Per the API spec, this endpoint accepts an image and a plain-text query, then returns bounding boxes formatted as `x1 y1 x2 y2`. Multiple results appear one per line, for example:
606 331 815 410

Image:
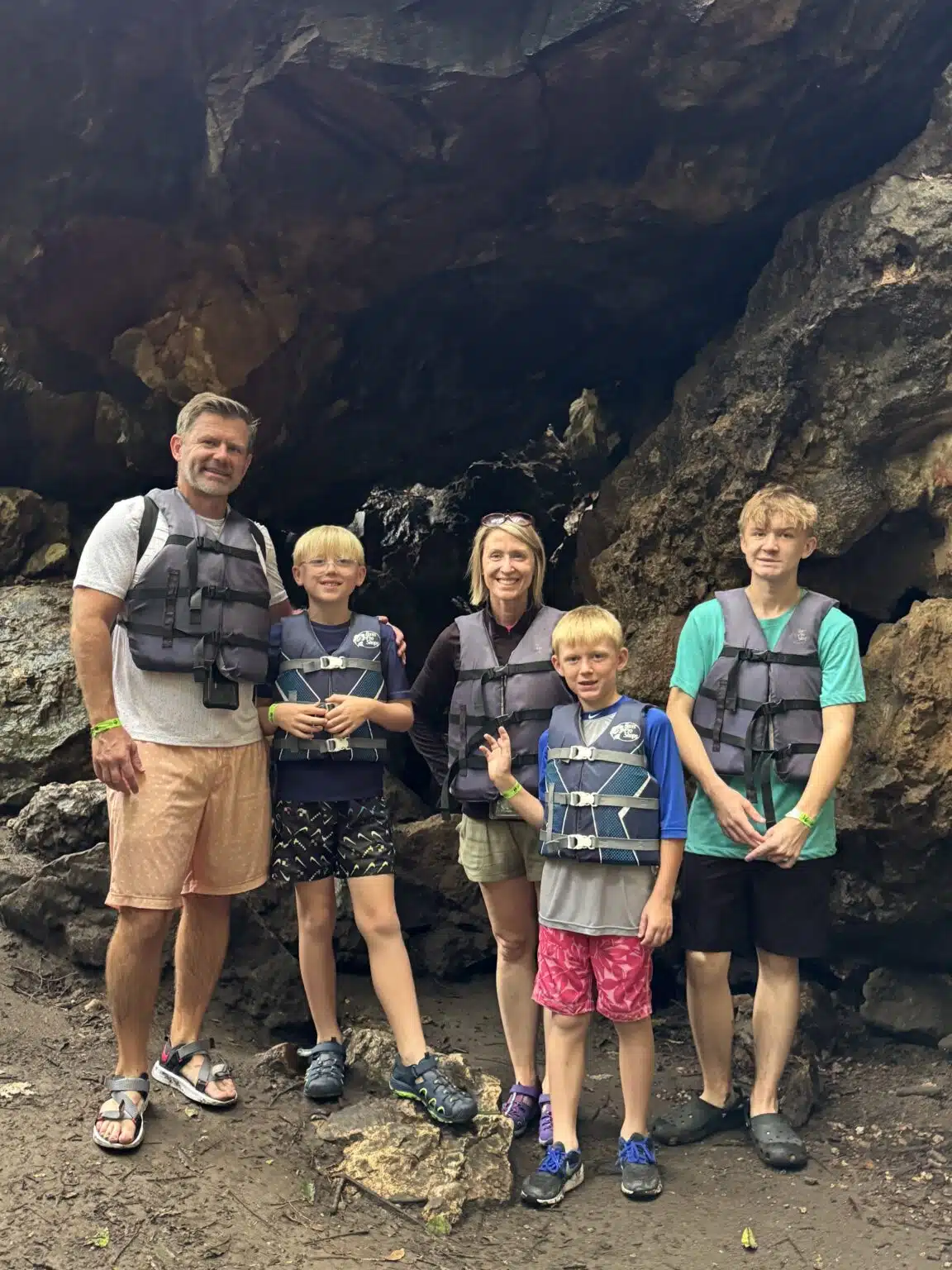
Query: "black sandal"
748 1113 810 1170
152 1040 237 1107
651 1090 745 1147
93 1072 149 1151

**The exercise:**
Give every line above again exactly, with no pictures.

**Task result:**
Per the API spec, this endpoint accepts an image and a plain-text query, then returns bounding boxes formatted as `x1 y1 x2 y2`. Multiple results appear one per line, for example:
606 331 815 410

Image:
Query: "black sandal"
748 1113 810 1170
152 1040 237 1107
651 1090 745 1147
93 1072 149 1151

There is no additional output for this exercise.